But seriously, could they not be using Amazon until they finish building out
their own farm?

------
ksec
There used to be a group of people who cared about bitrate. They wanted 64kbps
Audio that sounded better then MP3 128Kbps, which till today still isn't
possible. Be it AAC, HE-AAC, Vobris, or the new Opus. Despite the hype every
time a new codec arrived.

There used to be a group of people who wanted codec that is the same quality
as Lossless at 256Kbps to 320Kbps. Personally I think MPC ( Musepack )
accomplished it. And it is patentless as well since it is based on MP2. But
the codec never caught on in Hardware world. Meanwhile AAC does about just as
well @256kbps despite being more complex.

Dataset entries:
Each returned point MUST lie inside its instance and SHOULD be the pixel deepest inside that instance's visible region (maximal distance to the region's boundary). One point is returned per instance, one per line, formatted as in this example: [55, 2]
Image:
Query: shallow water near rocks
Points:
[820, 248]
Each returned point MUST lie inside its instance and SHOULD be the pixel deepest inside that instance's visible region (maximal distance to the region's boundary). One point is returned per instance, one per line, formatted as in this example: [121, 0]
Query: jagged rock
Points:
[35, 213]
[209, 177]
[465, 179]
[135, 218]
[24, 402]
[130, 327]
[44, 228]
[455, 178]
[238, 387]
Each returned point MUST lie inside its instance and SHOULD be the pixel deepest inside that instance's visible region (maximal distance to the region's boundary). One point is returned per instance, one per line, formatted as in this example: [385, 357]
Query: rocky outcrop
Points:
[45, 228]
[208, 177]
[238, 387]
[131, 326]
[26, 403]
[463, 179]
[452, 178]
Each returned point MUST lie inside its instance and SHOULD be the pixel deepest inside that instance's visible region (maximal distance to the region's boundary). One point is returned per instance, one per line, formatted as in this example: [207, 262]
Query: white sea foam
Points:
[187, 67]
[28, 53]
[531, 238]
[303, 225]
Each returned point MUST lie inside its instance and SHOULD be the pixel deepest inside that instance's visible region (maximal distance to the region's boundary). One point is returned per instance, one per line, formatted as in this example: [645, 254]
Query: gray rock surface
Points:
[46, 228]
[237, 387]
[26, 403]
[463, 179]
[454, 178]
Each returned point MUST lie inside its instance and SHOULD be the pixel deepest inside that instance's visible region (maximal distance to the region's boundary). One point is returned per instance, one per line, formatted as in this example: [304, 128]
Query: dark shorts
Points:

Set of tasks:
**a.** From the audio codec thread, list each distinct bitrate figure once.
**b.** Set down the part of the audio codec thread that opens with the words containing "But seriously, could" and closes with "( Musepack )".
The records are separate material from the audio codec thread.

Outputs for the tasks:
**a.** 64kbps, 128Kbps, 256Kbps, 320Kbps

**b.**
But seriously, could they not be using Amazon until they finish building out
their own farm?

------
ksec
There used to be a group of people who cared about bitrate. They wanted 64kbps
Audio that sounded better then MP3 128Kbps, which till today still isn't
possible. Be it AAC, HE-AAC, Vobris, or the new Opus. Despite the hype every
time a new codec arrived.

There used to be a group of people who wanted codec that is the same quality
as Lossless at 256Kbps to 320Kbps. Personally I think MPC ( Musepack )